▸ **EXTRACT**:

⟨

How Covid Made Smoking Cool Again
Smoking culture is making a comeback after the public health scolds overplayed their hand
Last week, the Michigan Department of Health and Human Services released a new “Tobacco-Free Report Card” celebrating the expansion of smoke-free and tobacco-free college campuses across the state.
The report boasts that 45% of Michigan colleges and universities now maintain full tobacco-free or smoke-free policies, while restrictions on e-cigarettes have rapidly expanded as well.
But 20.2% of Michigan 18- to 24-year-olds reported using e-cigarettes—more than twice the 8.5% of Michigan adults who use them.
Ironically, the harder institutions push against nicotine and tobacco, the more smoking begins to symbolize something bigger: rebellion.
You can feel it among younger adults who grew up during the most aggressively managed public-health era in modern American history.
Michigan Xennials, like myself, occupy a strange place in this cultural shift, because many of us remember both eras—the tail end of smoking culture and the rise of anti-smoking absolutism.

I started smoking in high school. Cigarettes made me feel older, tougher, and rebellious. Marijuana was still illegal. Alcohol was harder to get. Cigarettes were accessible and social.
The buzz of a cigarette still instantly transports me back to the parking lot behind the pizza place I worked at, late nights at dive bars in Jackson, camping trips Up North, backpacking across Europe in smoke filled trains, and late-night drives with the windows down singing Radiohead at the top of my lungs (some of you will get this reference).
In the ‘90s and Y2K Era, smoking shaped the social scene for young adults trying to figure life out before we had Google at our fingertips and our hands were too busy scrolling through social media to hold a cigarette.
By the late 2000s, adulthood arrived.
Smoking stopped feeling rebellious and started feeling embarrassing. We were growing up, getting married, starting careers and families. The anti-smoking campaigns of the early 2000s largely worked, because they still respected personal choice.
The message was persuasive, not authoritarian. So many of us quit.
Then Covid came. And suddenly the same institutions that spent decades carefully encouraging healthier behavior transformed overnight.
“Don’t leave your house.” “Wash your groceries.” “Don’t go to church.” “Don’t let your children play on playgrounds.” “Stand six feet apart.” “Wear a mask between bites.” “Take the shot or lose your job.”
Something broke during those years. If government institutions could be wrong, exaggerated, political, or manipulative about Covid, what else might they be wrong about?
After years of lockdowns, remote work, isolation, and endless moral lectures about how Americans should live, cigarettes have become psychologically tied to freedom and nostalgia for a time when every public-health decision became political and every interaction became digital.
Smoking functions as a quiet rebellion and a return to a simpler time.
A smoke break means stepping away from screens, leaving the Zoom call, escaping the algorithm, hitting “Unsubscribe,” talking to strangers outside bars.
And you can’t do it in a mask.
Public health spent decades turning cigarettes into social taboo. When public health morphed into social surveillance and social management, they lost our trust and made bad habits symbols of freedom.

⟩

▸ **DATASET CONTENT**:
⟨

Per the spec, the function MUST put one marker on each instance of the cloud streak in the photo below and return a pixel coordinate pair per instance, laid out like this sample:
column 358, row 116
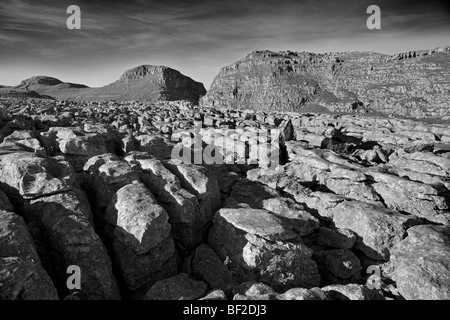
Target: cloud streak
column 198, row 37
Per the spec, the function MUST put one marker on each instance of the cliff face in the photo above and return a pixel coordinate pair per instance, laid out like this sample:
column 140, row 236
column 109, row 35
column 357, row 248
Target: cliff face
column 149, row 83
column 415, row 84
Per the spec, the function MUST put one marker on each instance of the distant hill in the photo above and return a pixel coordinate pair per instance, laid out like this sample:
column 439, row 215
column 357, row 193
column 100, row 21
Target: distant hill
column 9, row 92
column 148, row 83
column 414, row 84
column 51, row 87
column 141, row 83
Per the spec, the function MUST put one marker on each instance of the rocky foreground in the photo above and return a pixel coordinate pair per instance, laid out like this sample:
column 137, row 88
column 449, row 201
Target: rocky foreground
column 358, row 207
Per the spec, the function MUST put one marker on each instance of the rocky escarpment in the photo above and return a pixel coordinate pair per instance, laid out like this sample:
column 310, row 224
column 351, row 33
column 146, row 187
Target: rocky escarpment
column 332, row 200
column 143, row 83
column 413, row 84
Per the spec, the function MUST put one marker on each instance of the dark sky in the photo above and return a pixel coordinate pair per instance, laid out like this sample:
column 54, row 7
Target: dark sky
column 199, row 37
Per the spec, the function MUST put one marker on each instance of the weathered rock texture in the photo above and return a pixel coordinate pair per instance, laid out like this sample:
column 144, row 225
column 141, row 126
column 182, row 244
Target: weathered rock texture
column 414, row 84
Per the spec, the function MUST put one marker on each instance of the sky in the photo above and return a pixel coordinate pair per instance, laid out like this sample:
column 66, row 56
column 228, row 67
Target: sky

⟩

▸ **TASK INSTRUCTIONS**:
List each quoted command that the smoking essay offers as an example of the institutional messages issued during Covid. Rely solely on the text for what comes next.

▸ **RESULT FOR THIS EXERCISE**:
- "Don't leave your house."
- "Wash your groceries."
- "Don't go to church."
- "Don't let your children play on playgrounds."
- "Stand six feet apart."
- "Wear a mask between bites."
- "Take the shot or lose your job."